Begin Information supplied

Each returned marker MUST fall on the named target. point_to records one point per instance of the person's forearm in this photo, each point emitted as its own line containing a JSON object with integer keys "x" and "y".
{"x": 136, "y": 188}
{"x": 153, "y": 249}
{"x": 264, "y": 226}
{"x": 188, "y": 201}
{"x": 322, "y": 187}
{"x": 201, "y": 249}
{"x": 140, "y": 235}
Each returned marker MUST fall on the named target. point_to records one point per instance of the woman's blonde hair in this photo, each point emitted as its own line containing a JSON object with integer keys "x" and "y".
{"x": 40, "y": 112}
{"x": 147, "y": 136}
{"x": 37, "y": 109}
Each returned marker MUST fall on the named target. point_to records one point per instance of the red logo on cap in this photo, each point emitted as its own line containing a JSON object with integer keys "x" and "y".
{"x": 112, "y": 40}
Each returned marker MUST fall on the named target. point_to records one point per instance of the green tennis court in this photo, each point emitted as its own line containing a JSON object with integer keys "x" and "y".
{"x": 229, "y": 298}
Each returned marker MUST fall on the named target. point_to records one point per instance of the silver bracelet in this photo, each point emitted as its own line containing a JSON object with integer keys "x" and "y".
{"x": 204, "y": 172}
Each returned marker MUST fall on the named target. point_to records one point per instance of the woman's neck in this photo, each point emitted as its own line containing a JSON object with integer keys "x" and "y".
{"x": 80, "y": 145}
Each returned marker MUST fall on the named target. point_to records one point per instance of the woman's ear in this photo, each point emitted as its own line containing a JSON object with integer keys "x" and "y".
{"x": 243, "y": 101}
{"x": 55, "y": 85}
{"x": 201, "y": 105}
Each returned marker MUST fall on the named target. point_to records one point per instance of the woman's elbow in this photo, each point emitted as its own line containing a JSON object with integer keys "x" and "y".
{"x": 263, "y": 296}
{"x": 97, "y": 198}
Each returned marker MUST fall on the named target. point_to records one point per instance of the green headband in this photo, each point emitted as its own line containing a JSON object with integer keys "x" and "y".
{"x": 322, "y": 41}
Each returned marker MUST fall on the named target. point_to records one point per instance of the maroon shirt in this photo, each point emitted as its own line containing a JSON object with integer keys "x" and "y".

End Information supplied

**Task goal**
Write out exactly the lines starting with the one that holds "the green headband" and running through the last line above.

**Worked solution**
Each returned marker MUST fall on the named target. point_to records one point per instance of the green headband in this photo, each point emitted as its own line containing a JSON object with integer keys "x" and "y".
{"x": 322, "y": 41}
Each returned marker MUST fall on the named target. point_to records one point per instance of the maroon shirt in this photo, each point emitted as its own line containing a JSON object with integer keys "x" and "y".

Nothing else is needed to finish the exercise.